**Aim of the exercise:** Could you give the data below again, exactly and completely?

[Point annotation dataset records]
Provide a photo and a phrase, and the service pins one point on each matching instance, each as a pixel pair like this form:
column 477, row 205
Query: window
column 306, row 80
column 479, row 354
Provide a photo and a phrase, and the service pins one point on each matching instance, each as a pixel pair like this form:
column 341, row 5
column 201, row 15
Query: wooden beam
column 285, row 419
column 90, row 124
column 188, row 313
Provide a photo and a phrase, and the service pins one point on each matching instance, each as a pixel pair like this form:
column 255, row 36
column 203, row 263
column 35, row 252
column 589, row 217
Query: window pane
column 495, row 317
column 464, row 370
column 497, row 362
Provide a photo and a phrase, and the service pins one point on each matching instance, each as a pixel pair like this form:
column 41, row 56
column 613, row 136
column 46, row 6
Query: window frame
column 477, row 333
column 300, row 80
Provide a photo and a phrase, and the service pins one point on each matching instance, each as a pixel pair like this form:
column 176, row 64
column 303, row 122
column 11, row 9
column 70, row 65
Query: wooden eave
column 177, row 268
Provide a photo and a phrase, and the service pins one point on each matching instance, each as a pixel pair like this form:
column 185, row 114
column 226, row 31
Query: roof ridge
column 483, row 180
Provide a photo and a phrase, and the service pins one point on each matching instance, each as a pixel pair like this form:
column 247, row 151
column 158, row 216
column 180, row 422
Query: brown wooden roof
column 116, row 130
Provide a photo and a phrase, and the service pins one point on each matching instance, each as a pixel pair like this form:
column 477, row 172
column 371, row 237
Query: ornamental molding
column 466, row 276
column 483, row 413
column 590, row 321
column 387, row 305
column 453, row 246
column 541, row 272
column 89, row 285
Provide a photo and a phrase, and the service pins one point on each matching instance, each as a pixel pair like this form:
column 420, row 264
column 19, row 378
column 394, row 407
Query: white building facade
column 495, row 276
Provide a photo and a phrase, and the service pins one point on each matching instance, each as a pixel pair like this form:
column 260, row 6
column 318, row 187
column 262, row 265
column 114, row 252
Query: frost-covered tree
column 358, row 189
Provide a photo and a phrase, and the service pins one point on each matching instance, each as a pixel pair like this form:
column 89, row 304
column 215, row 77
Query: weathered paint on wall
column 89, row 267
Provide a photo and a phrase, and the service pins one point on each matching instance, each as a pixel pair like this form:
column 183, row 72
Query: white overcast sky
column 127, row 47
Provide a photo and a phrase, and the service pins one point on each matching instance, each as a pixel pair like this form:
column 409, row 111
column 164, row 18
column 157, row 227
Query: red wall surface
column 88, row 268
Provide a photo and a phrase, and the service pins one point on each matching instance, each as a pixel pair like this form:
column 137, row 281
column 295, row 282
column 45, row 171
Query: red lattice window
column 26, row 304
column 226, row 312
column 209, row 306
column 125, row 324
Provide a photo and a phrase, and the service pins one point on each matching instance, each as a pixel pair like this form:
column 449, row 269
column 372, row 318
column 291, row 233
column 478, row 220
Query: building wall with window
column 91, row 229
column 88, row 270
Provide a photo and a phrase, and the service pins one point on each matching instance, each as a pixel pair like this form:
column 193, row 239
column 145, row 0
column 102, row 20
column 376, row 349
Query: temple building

**Worked solution:**
Provide a photo and a phrase, and the service pins one point on each matching instance, each as a pixel pair like this form:
column 477, row 205
Query: window
column 306, row 80
column 479, row 354
Provide a photo and a phrase, and the service pins one point on each matching instance, each as a pixel pair like this form:
column 341, row 5
column 201, row 15
Query: wooden beam
column 285, row 419
column 90, row 124
column 188, row 313
Provide a photo and a phrase, and the service pins one point on each matching instance, each as a pixel pair like this form:
column 255, row 36
column 203, row 263
column 35, row 252
column 589, row 217
Query: window pane
column 495, row 317
column 464, row 370
column 497, row 362
Provide a photo and a phrase, and the service pins one point on each matching instance, each as a pixel pair like this form:
column 41, row 56
column 613, row 136
column 46, row 6
Query: window frame
column 477, row 333
column 300, row 80
Provide a photo and a phrase, and the service pins one point on each matching instance, each as a pixel pair like this form:
column 176, row 64
column 303, row 122
column 11, row 9
column 70, row 65
Query: wooden eave
column 177, row 268
Provide a photo and a phrase, and the service pins one point on each matching instance, each as a pixel pair like this form:
column 185, row 114
column 226, row 31
Query: roof ridge
column 483, row 180
Provide a photo and a phrase, and the service pins one point on each matching instance, each as a pixel pair like this form:
column 247, row 151
column 158, row 216
column 180, row 422
Query: brown wooden roof
column 116, row 130
Provide a photo and a phrase, and the service pins one point on each matching instance, each as a pixel pair like this form:
column 477, row 172
column 371, row 237
Query: ornamental molding
column 466, row 276
column 483, row 413
column 590, row 321
column 387, row 305
column 453, row 246
column 541, row 272
column 89, row 285
Provide a photo and a phrase, and the service pins one point on each matching instance, each as a pixel pair like this form:
column 420, row 264
column 19, row 378
column 394, row 407
Query: white building facade
column 495, row 276
Provide a photo and a phrase, and the service pins one point on each matching instance, each as a pixel pair like this form:
column 260, row 6
column 318, row 187
column 262, row 265
column 114, row 252
Query: frost-covered tree
column 358, row 189
Provide a photo and a phrase, and the service pins one point on each matching instance, each as a pixel pair like this form:
column 89, row 304
column 215, row 77
Query: weathered paint on wall
column 89, row 267
Provide a photo and a phrase, and the service pins one point on each matching instance, each as a pixel pair like this form:
column 183, row 72
Query: white overcast sky
column 127, row 47
Provide a photo and a phrase, and the service pins one point on each matching instance, each as a pixel pair like this form:
column 409, row 111
column 164, row 18
column 157, row 227
Query: red wall surface
column 88, row 268
Provide a photo and a phrase, and the service pins one point on each matching instance, each as a pixel pair like this form:
column 137, row 281
column 295, row 282
column 45, row 171
Query: red lattice window
column 26, row 304
column 226, row 312
column 209, row 306
column 125, row 324
Provide a photo and a phrase, and the service pins one point on each matching instance, each as a pixel pair like this form:
column 449, row 269
column 372, row 318
column 291, row 233
column 478, row 220
Query: building wall with window
column 91, row 229
column 88, row 270
Provide a photo and a phrase, and the service pins one point on each matching instance, each as a pixel pair like this form:
column 193, row 239
column 145, row 0
column 102, row 20
column 376, row 349
Query: temple building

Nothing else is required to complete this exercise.